* [Document excerpt]:
········
History AI - Part III: Scraping

Target

The target site is completely free and public. While the site’s performance is sufficient it unfortunately isn’t well maintained: SSL cert is expired. Luckily the sought after information is available directly via REST calls. No html parsing necessary.

Process

The scraping process was performed on a Cloud Compute, Regular Performance, $5/month VM on Vultr.com. The attached 120GB block storage was quickly expanded to 500GB, which increased the cost from $3.00/month to $12.50/month. The scraping operation completed in approximately 1 month using tmux.

The documents on the target site were stored in a tree structure, with a handful of top-level nodes. Only the leaf nodes contained images. The website itself fetched a few results at a time, but the same pagination mechanism could be used to fetch significantly larger batches.

The Scraper

I created a scraper using a standard Go service architecture. The scraper was resilient to errors and system or network failures. The base code for the scraper can be found at cyber-nic/go-svc-tpl.

Only two scrapers were ever started concurrently. These scrapers targeted different data trees and had network delays of 500 and 1000 milliseconds respectively to limit the strain on the target site.

The scraper service was originally designed using a recurring function called for each new node encountered. However, this made it difficult to debug. I eventually changed the design so that each data node was added to a queue using the container/list package. The queue size was one of the main metrics that I tracked, and it often reached 500,000.

type ctxQueue struct{}

func contextWithQueue(ctx context.Context, q *list.List) context.Context {
	return context.WithValue(ctx, ctxQueue{}, q)
}

func queueFromContext(ctx context.Context) *list.List {
	if q, ok := ctx.Value(ctxQueue{}).(*list.List); ok {
		return q
	}
	panic("fail to get queue from context")
}

It was decided to simply re-created the api folder structure locally as this would allow human use more effective.

The downloadFile function has to take into consideration that the SSL certificate is expired.

func downloadFile(URL, fileName string) (string, error) {
	// Get the response bytes from the url
	t := &tls.Config{InsecureSkipVerify: true}
	http.DefaultTransport.(*http.Transport).TLSClientConfig = t
	response, err := http.Get(URL)
	if err != nil {
		return fileName, err
	}
	defer response.Body.Close()

	if response.StatusCode != 200 {
		return fileName, errors.New("received non 200 response code")
	}

	// Create a empty file
	file, err := os.Create(fileName)
	if err != nil {
		return fileName, err
	}
	defer file.Close()

	// Write the bytes to the file
	_, err = io.Copy(file, response.Body)
	if err != nil {
		return fileName, err
	}

	return fileName, nil
}

An interesting problem was not knowing if the api would return a leaf or non-leaf node. Different branches were of various depths so it was challenging to predict. Keeping in mind that leaf nodes have an images property while non-leaf nodes have children nodes my solution was to create a single struct with the combined properties of both.
········
* [Material supplied]:
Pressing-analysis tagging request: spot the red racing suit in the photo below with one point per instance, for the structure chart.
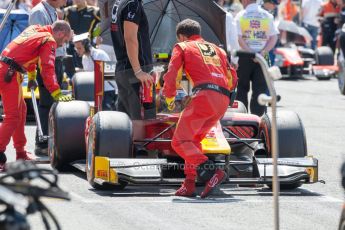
········
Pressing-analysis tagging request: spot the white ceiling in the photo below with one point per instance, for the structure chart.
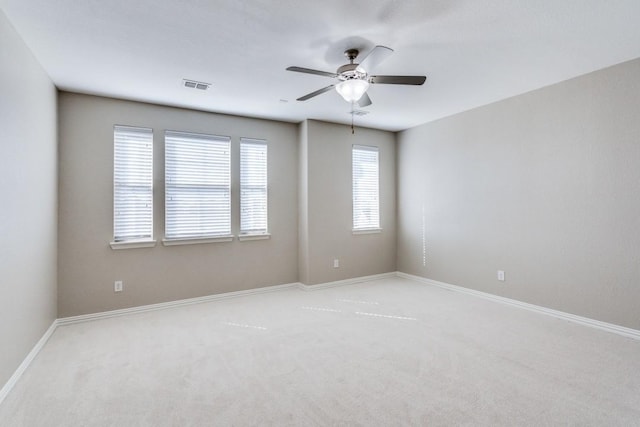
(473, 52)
········
* [Given problem]: In the scraping write-up, why did the scraper's design change from a recurring function called for each new node to a queue? Answer in one to three sentences.

* [Solution for this exercise]: The original design called a recurring function for each new node, which made the scraper difficult to debug. The design was therefore changed so that each data node was added to a queue built with the container/list package.